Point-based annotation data
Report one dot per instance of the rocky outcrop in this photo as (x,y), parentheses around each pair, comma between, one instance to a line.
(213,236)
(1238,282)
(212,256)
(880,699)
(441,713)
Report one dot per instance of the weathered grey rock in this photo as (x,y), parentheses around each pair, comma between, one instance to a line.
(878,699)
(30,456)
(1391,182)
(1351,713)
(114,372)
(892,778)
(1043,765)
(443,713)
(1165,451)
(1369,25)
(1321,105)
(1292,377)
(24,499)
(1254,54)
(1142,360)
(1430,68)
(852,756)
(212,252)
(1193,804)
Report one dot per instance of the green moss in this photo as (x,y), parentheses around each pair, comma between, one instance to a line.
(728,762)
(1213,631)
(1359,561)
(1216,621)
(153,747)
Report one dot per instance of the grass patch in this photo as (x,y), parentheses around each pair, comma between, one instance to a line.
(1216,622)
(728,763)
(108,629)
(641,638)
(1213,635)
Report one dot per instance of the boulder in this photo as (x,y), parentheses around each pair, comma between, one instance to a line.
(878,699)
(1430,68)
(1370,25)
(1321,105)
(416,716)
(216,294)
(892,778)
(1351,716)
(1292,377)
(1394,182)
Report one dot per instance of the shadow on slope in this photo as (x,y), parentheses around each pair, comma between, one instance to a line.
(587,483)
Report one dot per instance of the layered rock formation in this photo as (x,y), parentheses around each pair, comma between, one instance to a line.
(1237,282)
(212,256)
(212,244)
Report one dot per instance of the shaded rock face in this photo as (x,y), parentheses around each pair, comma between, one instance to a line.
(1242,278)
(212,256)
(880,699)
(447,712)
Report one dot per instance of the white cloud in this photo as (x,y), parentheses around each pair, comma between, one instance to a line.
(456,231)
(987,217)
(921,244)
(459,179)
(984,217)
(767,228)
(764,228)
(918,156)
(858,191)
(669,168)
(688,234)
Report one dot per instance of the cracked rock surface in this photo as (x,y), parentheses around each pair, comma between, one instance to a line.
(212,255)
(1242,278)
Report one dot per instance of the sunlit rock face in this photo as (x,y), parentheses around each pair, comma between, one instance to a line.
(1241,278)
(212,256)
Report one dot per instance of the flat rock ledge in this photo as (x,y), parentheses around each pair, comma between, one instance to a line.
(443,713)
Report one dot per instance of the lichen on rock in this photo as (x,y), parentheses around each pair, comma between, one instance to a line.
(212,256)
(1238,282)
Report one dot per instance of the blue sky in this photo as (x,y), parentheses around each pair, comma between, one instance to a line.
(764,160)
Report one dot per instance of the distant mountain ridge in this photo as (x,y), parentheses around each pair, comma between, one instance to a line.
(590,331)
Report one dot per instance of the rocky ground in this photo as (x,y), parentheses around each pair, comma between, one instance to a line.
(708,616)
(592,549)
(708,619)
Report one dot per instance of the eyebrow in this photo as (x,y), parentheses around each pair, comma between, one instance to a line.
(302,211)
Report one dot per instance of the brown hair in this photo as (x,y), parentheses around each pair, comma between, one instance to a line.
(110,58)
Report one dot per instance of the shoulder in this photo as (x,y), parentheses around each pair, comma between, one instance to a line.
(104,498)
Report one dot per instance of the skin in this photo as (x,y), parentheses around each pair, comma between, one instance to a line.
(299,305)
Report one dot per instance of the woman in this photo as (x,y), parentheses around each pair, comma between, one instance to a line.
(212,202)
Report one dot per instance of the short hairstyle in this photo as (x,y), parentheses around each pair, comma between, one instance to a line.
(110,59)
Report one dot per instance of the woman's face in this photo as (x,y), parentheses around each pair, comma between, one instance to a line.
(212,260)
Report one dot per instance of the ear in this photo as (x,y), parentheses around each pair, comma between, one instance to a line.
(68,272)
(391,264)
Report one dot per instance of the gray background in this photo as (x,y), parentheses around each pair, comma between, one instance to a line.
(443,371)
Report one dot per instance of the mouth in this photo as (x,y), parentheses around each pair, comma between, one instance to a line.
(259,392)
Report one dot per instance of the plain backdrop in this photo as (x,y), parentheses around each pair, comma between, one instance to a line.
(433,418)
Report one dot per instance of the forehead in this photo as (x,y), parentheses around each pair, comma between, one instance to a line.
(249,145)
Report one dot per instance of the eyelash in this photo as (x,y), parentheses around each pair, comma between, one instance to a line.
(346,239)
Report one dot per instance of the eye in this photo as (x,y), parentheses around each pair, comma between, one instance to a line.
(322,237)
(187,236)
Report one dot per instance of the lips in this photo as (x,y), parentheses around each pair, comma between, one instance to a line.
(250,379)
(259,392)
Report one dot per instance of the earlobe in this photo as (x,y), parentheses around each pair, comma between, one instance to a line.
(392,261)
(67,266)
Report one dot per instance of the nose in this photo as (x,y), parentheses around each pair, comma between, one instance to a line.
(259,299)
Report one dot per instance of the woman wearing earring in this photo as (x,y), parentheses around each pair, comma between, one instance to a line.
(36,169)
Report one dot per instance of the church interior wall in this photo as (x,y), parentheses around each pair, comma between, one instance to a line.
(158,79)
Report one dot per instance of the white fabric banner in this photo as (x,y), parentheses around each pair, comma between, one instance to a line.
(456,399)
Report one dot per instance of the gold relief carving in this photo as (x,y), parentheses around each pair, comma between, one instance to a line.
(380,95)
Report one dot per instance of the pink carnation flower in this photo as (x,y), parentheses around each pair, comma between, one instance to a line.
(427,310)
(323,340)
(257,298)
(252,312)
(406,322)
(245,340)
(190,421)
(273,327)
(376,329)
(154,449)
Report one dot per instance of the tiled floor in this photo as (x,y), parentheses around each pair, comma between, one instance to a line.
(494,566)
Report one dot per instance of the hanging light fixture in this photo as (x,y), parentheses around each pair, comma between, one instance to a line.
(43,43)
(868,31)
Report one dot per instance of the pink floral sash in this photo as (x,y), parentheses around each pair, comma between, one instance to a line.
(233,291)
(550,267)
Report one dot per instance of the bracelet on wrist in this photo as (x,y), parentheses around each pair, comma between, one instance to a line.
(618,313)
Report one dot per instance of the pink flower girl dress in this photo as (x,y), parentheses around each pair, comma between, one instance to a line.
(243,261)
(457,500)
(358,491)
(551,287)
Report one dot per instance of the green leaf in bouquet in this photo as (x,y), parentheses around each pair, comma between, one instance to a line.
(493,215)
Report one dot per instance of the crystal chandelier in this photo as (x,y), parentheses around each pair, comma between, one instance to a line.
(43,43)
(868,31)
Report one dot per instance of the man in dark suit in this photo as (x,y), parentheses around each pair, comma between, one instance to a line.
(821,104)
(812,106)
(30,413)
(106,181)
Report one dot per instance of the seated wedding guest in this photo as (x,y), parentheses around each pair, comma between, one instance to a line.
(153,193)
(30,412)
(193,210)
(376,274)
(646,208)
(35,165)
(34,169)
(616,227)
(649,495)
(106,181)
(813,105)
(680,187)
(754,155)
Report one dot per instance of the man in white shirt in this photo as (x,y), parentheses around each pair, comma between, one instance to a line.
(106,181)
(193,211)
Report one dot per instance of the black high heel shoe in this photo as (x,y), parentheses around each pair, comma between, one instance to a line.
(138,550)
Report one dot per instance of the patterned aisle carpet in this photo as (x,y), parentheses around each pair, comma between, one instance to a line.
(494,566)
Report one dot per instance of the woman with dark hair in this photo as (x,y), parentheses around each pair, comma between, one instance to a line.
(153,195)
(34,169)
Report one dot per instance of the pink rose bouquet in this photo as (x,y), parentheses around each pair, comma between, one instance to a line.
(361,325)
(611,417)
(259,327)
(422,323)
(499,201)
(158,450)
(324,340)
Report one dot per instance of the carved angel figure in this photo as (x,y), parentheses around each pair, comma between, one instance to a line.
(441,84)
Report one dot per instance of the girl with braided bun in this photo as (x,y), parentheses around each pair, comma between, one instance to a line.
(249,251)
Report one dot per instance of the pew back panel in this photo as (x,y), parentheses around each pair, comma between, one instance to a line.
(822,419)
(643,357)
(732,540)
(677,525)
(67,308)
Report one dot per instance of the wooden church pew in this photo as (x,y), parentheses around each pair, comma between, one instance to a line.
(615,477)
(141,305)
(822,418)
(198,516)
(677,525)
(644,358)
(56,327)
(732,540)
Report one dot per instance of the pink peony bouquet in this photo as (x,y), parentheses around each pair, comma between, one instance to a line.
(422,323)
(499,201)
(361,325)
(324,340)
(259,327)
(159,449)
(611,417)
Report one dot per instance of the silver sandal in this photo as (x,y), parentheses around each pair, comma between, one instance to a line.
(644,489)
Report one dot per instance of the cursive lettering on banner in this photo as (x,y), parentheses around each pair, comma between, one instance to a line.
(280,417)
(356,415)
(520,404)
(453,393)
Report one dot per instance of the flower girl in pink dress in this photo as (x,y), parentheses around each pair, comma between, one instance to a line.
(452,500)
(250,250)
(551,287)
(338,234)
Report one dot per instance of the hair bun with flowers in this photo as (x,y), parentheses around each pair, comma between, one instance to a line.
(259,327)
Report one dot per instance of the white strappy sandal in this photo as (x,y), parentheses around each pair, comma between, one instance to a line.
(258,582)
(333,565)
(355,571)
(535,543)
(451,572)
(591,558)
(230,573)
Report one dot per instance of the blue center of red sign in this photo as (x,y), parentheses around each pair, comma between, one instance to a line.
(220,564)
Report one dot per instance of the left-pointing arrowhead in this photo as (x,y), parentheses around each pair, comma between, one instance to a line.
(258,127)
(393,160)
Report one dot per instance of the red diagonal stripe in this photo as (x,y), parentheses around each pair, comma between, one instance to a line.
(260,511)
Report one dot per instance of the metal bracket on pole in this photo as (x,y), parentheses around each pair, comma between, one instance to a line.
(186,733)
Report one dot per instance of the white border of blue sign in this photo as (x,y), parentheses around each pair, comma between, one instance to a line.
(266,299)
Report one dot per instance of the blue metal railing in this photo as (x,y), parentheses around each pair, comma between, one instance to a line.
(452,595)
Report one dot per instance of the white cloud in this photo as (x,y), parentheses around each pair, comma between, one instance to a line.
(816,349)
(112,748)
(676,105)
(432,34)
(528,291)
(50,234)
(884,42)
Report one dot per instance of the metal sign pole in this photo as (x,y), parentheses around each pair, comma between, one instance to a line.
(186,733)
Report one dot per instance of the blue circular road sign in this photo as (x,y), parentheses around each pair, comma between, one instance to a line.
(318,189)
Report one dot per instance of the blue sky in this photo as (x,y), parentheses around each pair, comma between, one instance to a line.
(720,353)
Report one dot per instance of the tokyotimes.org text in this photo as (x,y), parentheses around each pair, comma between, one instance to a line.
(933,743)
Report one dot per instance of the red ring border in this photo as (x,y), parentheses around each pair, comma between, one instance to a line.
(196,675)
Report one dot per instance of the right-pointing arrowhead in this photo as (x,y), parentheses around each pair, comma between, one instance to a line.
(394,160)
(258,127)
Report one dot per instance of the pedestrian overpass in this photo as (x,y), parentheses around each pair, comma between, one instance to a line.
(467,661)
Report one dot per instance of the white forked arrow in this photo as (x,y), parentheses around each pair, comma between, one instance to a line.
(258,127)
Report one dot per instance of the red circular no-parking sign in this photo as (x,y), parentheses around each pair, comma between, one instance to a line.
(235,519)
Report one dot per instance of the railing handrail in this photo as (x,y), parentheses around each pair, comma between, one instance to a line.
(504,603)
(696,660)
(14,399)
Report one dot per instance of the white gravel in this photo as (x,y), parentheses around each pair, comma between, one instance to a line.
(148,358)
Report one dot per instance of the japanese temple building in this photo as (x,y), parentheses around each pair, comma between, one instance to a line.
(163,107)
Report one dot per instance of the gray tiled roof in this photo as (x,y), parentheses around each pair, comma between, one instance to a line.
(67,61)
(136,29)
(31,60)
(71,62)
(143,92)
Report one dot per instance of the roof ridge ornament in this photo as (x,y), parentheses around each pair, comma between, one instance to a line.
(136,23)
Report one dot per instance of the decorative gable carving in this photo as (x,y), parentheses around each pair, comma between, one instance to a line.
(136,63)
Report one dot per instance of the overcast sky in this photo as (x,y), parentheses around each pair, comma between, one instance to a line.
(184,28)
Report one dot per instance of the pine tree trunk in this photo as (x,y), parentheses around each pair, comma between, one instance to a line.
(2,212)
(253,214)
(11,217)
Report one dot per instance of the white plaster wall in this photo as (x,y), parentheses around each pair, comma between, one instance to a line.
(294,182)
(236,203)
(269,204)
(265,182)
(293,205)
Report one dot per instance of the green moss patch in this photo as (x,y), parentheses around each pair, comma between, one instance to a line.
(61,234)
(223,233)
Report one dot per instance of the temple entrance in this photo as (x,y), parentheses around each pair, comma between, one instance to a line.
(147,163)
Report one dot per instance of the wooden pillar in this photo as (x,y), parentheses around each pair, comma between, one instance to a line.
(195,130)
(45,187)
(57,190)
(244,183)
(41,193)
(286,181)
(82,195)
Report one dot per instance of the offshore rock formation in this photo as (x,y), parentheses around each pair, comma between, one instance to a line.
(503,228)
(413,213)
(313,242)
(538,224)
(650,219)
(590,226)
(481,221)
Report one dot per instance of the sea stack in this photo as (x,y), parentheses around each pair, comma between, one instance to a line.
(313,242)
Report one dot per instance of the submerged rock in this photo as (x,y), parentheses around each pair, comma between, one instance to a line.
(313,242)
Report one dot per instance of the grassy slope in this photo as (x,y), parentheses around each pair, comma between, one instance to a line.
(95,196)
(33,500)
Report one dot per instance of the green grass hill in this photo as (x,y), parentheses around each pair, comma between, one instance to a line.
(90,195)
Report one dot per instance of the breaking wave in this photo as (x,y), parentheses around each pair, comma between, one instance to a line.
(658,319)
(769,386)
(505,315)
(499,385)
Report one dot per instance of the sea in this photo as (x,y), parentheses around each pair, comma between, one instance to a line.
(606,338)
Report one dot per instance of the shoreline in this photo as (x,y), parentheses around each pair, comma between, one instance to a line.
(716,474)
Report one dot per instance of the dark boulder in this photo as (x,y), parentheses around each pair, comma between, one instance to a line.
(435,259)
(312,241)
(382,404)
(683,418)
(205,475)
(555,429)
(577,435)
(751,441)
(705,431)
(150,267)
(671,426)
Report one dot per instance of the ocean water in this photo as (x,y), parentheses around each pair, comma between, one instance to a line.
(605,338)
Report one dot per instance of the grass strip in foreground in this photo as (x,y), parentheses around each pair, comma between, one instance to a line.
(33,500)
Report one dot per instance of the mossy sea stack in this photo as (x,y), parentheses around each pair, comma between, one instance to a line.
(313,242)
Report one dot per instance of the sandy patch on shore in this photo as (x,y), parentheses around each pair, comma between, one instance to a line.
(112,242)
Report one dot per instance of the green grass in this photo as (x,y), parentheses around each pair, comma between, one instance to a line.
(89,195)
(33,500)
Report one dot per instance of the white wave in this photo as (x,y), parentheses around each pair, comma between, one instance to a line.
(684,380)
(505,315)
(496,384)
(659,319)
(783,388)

▶ _Task goal_:
Each line from the one containing "Report one dot per instance of the mossy" to the end of the records should be echoed exactly, and no other line.

▶ _Answer in full_:
Report one dot per instance of the mossy sea stack in this photo as (x,y), parentheses around each pair, comma between, one instance to a line.
(313,242)
Report one dot per instance of the sandy patch on shore in this photo as (x,y), parentheses around each pair, comma between, one instance to a line.
(112,242)
Report one dot per instance of the green grass in this photo as (x,y), parentheses around each pair, comma between, one instance to a line.
(89,195)
(33,500)
Report one dot per instance of the white wave in this photo as (x,y), parentheses around each pair, comma between, one instance to a line.
(684,380)
(505,315)
(496,384)
(659,319)
(783,388)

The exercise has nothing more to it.